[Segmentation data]
** begin **

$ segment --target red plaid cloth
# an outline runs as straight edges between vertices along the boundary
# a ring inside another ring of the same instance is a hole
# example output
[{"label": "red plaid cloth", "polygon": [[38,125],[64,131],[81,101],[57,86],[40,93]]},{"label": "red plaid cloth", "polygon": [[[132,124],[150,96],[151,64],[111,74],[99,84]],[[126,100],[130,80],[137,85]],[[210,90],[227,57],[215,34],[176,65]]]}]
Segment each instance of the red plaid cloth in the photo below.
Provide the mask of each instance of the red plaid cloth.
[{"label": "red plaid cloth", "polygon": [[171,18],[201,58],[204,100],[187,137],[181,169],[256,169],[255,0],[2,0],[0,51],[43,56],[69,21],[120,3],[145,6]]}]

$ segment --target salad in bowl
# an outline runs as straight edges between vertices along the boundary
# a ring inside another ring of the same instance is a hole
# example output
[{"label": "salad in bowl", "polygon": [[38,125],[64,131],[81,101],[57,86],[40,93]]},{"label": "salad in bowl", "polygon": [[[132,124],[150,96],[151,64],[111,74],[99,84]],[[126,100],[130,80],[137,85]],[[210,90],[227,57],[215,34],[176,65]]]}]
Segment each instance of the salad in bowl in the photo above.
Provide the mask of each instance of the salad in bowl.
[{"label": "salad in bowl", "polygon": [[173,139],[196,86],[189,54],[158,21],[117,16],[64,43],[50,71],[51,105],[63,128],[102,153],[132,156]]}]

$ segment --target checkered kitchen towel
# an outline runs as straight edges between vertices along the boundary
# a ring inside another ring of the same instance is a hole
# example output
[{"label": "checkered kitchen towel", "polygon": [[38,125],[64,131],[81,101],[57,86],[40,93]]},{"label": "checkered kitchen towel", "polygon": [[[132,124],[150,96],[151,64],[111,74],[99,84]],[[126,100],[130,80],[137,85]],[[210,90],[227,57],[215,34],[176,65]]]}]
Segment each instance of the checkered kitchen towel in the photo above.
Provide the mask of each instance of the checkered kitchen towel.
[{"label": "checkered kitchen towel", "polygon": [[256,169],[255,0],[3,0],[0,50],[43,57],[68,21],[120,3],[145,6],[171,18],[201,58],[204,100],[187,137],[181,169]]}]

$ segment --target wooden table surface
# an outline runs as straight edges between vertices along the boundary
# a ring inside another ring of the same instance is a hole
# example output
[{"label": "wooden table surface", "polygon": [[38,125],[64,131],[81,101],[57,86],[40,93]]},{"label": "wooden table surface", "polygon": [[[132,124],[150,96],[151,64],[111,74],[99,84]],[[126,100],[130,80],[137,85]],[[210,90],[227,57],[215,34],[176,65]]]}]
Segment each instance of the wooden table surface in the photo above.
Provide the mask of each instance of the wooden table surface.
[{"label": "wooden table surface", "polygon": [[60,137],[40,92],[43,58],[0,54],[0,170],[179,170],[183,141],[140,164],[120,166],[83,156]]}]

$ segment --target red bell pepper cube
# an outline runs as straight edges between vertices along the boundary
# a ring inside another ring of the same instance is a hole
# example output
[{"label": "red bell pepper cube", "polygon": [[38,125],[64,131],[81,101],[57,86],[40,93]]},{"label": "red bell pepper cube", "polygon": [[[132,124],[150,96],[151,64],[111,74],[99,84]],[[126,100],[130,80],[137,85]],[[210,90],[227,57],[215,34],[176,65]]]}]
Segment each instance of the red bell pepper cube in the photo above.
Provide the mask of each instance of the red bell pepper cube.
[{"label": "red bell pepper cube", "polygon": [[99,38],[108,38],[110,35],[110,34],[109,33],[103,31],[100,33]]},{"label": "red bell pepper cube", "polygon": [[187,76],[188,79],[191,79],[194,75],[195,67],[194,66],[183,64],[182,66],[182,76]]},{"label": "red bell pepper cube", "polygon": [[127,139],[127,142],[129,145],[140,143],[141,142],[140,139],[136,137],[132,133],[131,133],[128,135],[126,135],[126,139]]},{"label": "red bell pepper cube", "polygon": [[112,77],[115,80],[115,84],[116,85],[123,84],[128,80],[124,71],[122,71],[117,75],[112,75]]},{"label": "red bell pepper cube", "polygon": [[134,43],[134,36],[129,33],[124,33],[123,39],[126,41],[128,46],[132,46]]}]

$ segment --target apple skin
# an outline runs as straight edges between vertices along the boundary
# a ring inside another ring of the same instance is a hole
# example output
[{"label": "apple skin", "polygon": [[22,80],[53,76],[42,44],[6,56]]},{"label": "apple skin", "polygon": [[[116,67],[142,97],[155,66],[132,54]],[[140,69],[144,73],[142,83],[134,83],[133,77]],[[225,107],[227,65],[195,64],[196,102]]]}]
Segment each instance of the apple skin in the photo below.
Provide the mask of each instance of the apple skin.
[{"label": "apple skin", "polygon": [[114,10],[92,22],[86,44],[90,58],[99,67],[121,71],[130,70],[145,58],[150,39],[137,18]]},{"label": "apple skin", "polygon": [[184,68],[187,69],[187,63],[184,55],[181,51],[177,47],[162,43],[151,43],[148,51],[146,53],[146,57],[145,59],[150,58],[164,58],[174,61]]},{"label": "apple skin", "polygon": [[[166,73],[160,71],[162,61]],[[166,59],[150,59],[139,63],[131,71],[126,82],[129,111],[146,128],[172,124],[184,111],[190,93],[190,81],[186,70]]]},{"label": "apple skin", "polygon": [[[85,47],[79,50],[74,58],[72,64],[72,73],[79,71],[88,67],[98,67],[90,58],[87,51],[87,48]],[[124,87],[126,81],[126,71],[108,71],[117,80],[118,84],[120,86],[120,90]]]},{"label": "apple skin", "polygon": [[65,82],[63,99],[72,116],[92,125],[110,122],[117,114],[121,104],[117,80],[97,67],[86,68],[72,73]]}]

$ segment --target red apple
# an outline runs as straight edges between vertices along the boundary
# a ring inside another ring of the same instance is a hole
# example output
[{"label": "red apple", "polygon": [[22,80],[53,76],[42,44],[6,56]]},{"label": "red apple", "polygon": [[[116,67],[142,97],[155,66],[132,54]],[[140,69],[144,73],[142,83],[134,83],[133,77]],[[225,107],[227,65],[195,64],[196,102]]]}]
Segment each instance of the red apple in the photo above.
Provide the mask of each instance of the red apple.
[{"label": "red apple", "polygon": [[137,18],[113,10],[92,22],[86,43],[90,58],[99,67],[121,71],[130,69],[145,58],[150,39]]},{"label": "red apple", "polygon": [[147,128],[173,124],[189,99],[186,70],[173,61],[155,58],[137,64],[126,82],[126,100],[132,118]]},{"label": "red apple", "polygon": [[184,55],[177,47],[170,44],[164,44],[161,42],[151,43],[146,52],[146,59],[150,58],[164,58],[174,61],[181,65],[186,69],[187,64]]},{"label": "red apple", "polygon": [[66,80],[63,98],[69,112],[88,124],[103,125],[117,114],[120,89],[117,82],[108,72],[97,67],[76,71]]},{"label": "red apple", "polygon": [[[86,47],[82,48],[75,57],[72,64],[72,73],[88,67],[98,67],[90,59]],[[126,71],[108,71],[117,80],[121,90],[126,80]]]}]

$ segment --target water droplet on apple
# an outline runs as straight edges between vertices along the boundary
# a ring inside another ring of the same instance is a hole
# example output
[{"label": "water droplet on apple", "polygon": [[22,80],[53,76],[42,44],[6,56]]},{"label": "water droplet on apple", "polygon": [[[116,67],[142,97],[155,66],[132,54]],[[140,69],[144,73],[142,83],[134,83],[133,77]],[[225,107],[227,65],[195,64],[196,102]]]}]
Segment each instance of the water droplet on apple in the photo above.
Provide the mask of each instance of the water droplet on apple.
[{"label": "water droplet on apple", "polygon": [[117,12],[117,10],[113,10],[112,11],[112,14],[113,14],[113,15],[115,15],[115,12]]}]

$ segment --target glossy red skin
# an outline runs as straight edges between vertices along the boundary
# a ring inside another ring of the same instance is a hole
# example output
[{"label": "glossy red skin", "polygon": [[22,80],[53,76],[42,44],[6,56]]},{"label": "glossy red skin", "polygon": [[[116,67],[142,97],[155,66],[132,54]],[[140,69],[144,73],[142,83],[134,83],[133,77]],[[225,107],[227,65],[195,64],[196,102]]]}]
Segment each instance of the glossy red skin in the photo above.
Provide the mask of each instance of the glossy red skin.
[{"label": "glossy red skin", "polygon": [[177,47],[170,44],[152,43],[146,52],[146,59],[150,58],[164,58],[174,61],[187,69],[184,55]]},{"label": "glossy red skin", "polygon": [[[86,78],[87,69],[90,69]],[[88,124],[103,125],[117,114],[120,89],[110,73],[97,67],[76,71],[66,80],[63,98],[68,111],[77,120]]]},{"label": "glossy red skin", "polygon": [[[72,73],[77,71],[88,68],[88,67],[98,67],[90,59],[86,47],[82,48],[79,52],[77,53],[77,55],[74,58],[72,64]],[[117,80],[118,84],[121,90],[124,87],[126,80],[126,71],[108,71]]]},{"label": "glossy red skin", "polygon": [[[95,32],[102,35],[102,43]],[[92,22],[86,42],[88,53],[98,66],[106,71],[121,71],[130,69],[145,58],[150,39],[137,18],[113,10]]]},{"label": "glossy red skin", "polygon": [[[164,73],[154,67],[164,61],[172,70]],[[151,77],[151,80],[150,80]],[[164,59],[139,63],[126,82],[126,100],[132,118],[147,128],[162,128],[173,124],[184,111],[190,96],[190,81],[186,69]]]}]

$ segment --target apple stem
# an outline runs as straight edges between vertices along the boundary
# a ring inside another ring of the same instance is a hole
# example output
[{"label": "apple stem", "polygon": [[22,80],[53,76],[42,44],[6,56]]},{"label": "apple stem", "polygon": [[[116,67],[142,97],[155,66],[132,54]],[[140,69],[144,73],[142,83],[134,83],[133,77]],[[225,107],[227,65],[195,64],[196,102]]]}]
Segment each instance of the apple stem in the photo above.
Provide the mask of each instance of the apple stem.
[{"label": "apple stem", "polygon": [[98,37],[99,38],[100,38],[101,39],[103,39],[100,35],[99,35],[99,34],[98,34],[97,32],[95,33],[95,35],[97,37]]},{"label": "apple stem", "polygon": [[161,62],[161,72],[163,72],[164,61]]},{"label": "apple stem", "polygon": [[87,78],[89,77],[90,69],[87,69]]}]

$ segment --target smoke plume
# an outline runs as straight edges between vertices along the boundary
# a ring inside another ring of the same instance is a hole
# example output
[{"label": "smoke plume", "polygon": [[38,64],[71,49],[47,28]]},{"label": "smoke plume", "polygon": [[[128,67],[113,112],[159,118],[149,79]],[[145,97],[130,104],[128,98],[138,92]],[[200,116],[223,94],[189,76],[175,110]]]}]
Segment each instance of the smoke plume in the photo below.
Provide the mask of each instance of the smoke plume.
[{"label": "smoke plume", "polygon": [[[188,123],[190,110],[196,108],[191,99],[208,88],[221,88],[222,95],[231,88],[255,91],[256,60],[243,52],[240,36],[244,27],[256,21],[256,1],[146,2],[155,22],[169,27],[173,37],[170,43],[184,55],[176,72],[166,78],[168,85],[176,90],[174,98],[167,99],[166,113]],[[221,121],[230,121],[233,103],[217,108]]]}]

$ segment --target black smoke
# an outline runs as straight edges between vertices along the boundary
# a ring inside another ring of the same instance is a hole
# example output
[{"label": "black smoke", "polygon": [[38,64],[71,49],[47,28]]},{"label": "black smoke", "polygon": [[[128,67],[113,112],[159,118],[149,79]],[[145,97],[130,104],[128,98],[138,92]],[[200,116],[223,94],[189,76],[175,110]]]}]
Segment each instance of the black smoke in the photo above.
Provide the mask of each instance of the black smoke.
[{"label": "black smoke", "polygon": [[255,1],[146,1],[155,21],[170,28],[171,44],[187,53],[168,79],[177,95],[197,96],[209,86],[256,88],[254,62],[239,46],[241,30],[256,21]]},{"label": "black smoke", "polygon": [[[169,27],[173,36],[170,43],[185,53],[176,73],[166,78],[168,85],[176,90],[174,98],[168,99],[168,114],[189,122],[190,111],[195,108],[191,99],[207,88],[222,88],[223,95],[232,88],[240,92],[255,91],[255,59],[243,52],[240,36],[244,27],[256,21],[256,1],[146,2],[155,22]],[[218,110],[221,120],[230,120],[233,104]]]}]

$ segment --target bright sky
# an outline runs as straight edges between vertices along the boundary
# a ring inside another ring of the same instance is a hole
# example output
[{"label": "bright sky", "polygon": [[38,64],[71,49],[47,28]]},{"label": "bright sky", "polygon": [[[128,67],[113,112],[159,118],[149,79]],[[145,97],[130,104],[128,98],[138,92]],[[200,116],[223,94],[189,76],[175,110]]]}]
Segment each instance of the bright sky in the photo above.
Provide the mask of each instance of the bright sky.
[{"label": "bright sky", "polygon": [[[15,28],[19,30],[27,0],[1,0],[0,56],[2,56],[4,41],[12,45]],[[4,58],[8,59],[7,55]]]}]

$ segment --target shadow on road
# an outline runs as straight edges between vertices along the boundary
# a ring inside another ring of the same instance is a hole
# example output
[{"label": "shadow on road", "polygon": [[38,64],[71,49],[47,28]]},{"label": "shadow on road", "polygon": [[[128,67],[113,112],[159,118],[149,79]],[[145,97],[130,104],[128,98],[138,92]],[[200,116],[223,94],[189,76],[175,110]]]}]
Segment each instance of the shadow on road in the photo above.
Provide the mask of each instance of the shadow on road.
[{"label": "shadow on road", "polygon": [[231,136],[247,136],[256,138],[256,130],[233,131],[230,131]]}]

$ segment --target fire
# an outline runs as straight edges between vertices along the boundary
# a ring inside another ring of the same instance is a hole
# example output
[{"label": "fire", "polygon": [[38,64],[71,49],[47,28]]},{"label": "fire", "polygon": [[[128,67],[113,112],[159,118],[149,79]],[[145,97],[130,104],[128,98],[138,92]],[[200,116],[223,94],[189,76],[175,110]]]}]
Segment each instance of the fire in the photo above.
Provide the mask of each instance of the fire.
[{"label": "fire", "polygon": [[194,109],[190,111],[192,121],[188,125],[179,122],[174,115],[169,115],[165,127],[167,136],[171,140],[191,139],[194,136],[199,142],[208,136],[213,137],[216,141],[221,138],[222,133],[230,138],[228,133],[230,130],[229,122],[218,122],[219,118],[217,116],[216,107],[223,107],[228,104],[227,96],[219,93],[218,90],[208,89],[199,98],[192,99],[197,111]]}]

** end **

→ What this task involves
Reproduce the lines of the material above without any change, beginning at the line that contains "--target red apple" and ending after the line that contains "Provide the mask of each instance of the red apple.".

→ The completed task
$ segment --target red apple
# an outline runs as straight edges between vertices along the boundary
# a ring inside another ring of the same instance is a hole
# example output
[{"label": "red apple", "polygon": [[22,80],[53,76],[42,44],[6,56]]},{"label": "red apple", "polygon": [[[116,67],[142,97],[155,66],[132,54]],[[140,69],[144,73],[142,83],[134,83],[133,77]],[[225,107],[227,65],[195,64],[196,102]]]}]
Segment each instance of the red apple in the photo above.
Provide the mask of each instance of the red apple.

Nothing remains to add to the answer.